# Records shown:

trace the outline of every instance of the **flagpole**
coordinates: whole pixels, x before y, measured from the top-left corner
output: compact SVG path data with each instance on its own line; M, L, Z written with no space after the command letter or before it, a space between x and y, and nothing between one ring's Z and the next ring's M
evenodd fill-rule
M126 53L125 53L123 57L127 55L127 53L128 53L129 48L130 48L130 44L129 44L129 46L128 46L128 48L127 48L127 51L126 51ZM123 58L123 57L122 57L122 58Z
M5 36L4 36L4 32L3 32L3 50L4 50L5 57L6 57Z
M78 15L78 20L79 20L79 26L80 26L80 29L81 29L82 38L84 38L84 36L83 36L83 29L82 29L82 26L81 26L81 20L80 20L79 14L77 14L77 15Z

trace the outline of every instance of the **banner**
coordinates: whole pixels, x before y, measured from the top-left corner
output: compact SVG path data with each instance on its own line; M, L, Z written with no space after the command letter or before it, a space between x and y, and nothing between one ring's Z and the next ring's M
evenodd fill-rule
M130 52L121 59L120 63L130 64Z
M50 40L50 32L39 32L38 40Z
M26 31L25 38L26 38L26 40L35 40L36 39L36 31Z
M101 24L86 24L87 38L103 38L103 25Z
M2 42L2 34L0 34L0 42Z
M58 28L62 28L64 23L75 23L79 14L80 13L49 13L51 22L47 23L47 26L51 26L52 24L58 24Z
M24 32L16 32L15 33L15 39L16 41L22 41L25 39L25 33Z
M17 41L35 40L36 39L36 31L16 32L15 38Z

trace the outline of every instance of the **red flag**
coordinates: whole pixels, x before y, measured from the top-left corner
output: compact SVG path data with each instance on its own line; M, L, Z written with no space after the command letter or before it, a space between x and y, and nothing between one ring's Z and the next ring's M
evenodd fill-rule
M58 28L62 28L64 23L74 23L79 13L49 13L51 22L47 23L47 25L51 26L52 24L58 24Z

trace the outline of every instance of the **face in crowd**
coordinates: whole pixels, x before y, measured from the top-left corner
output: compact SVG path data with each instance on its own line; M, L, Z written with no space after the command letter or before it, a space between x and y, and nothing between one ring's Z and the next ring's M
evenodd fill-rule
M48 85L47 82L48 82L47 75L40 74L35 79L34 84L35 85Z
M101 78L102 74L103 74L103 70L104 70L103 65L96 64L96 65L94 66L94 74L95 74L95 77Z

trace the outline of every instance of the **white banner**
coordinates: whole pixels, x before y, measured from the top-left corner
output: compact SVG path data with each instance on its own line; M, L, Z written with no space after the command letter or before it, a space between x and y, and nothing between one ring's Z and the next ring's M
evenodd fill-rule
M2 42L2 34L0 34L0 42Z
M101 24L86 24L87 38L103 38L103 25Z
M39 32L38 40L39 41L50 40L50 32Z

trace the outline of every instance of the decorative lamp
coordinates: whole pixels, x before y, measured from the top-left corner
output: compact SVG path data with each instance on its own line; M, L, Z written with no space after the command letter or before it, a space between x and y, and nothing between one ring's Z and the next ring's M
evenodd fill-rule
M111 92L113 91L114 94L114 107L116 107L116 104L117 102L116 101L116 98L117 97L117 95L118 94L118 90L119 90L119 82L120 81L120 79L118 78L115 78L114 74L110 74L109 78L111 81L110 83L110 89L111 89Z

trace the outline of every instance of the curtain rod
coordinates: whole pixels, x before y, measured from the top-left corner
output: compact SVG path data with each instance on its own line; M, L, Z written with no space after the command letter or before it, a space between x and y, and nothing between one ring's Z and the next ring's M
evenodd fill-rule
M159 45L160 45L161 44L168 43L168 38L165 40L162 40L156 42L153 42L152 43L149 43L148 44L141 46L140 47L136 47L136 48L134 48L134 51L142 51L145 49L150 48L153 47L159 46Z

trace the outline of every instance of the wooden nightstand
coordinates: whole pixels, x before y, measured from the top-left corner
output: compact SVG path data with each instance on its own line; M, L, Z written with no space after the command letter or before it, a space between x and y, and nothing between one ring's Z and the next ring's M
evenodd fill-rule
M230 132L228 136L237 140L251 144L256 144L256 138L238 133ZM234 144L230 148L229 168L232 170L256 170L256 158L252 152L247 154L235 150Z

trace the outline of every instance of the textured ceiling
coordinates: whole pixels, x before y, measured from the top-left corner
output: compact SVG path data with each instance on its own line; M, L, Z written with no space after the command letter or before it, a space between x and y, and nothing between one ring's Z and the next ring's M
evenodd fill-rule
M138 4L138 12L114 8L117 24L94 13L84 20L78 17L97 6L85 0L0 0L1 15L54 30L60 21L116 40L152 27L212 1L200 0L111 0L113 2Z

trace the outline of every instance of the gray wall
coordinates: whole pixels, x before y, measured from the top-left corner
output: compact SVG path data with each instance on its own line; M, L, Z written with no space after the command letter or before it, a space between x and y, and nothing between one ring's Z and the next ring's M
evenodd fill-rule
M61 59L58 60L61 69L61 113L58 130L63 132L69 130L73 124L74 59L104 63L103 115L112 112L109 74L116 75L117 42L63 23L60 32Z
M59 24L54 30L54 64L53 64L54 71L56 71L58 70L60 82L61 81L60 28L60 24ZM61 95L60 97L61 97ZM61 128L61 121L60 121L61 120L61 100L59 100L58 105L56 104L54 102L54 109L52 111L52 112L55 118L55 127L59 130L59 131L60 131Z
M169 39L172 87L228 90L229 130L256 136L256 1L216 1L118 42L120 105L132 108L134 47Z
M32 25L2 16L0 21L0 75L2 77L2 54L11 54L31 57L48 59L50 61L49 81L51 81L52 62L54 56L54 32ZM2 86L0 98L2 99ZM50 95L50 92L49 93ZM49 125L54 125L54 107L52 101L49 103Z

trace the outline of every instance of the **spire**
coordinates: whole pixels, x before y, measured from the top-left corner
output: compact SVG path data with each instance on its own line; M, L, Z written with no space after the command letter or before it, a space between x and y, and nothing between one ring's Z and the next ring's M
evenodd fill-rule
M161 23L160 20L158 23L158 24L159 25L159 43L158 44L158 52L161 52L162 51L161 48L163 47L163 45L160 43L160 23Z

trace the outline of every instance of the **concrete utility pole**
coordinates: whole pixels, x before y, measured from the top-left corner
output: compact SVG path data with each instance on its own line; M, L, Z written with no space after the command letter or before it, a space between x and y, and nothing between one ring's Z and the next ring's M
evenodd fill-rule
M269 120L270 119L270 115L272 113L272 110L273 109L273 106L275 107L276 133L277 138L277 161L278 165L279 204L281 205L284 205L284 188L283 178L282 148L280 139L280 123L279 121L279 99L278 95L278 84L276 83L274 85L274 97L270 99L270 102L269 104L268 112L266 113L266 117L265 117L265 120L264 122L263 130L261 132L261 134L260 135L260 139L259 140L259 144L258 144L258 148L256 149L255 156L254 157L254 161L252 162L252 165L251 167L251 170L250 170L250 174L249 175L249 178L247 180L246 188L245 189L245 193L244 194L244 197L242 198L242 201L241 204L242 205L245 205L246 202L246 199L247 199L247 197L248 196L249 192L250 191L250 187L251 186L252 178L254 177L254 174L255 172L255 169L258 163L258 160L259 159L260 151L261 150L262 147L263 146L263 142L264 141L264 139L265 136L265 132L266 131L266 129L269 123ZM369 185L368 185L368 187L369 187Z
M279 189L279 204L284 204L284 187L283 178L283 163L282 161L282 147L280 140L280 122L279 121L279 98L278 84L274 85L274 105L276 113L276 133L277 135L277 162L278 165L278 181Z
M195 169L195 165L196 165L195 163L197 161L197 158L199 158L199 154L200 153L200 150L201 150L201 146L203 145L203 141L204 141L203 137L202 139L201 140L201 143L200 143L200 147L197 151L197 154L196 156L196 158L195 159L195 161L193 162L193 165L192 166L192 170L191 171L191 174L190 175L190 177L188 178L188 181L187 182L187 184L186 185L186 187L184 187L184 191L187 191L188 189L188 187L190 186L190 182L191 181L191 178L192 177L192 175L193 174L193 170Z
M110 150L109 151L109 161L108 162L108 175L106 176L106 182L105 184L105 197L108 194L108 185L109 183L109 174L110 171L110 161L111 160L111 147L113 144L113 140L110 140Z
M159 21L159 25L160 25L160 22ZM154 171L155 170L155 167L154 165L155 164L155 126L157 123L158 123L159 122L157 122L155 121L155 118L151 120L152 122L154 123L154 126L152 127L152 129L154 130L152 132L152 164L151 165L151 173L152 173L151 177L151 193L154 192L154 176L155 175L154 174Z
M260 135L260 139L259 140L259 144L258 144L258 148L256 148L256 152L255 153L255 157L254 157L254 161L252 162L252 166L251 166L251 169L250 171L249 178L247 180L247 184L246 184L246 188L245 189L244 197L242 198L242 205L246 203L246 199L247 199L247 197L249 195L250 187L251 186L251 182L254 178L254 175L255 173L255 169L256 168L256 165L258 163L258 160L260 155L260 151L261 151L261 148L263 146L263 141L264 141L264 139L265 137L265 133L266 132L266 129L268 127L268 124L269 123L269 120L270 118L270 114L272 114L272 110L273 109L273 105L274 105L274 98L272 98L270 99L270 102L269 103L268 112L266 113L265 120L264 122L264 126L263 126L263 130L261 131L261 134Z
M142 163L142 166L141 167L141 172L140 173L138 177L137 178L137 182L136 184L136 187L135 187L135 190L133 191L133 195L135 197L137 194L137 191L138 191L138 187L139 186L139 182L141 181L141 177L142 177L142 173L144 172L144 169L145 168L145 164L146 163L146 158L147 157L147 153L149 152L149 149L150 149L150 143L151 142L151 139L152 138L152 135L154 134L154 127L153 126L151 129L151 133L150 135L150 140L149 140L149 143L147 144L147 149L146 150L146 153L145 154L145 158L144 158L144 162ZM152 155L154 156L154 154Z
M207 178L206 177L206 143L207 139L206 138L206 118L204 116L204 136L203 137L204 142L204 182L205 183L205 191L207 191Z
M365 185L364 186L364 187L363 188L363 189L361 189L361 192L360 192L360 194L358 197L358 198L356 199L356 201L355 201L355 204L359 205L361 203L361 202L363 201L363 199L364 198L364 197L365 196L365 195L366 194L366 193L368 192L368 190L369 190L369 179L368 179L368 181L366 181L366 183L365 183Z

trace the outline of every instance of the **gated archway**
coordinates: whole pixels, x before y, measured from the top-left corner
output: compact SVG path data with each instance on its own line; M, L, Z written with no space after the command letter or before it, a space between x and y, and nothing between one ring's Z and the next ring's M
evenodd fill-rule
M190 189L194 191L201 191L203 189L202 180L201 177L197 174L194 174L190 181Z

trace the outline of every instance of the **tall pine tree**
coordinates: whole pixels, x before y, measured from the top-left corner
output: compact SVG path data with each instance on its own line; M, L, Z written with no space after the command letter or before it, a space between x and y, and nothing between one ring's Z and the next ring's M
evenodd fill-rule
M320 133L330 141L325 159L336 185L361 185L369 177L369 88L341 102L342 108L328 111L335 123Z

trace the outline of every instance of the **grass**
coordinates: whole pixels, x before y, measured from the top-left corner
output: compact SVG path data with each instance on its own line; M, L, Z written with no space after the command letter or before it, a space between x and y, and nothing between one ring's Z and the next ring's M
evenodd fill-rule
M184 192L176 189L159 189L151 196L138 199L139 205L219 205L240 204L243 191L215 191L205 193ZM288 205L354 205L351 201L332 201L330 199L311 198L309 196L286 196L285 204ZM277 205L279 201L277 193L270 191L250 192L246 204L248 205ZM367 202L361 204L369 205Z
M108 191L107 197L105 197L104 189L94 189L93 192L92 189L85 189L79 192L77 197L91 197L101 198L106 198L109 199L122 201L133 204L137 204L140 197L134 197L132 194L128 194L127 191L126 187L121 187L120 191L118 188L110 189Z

# Given request:
Rewrite the material starting with the line that contains "trace the outline of every instance of the **banner**" and going on through the line that contains "M58 28L62 28L64 23L75", replacing "top-left corner" with "upper-left corner" and leaving everything else unchanged.

# Complete output:
trace the outline of every instance of the **banner**
coordinates: whole pixels, x before y, measured from the upper-left corner
output: compact SVG path data with each instance on its own line; M, L, Z written with no space after the command letter or before it, a space between x and y, and nothing between one ring's Z and the next ring's M
evenodd fill-rule
M130 52L121 59L120 63L130 64Z
M50 40L50 32L39 32L38 40Z
M26 31L25 38L26 38L26 40L35 40L36 39L36 31Z
M101 24L86 24L87 38L103 38L103 25Z
M2 42L2 34L0 34L0 42Z
M58 28L62 28L64 23L75 23L79 14L80 13L49 13L51 22L47 23L47 26L51 26L52 24L58 24Z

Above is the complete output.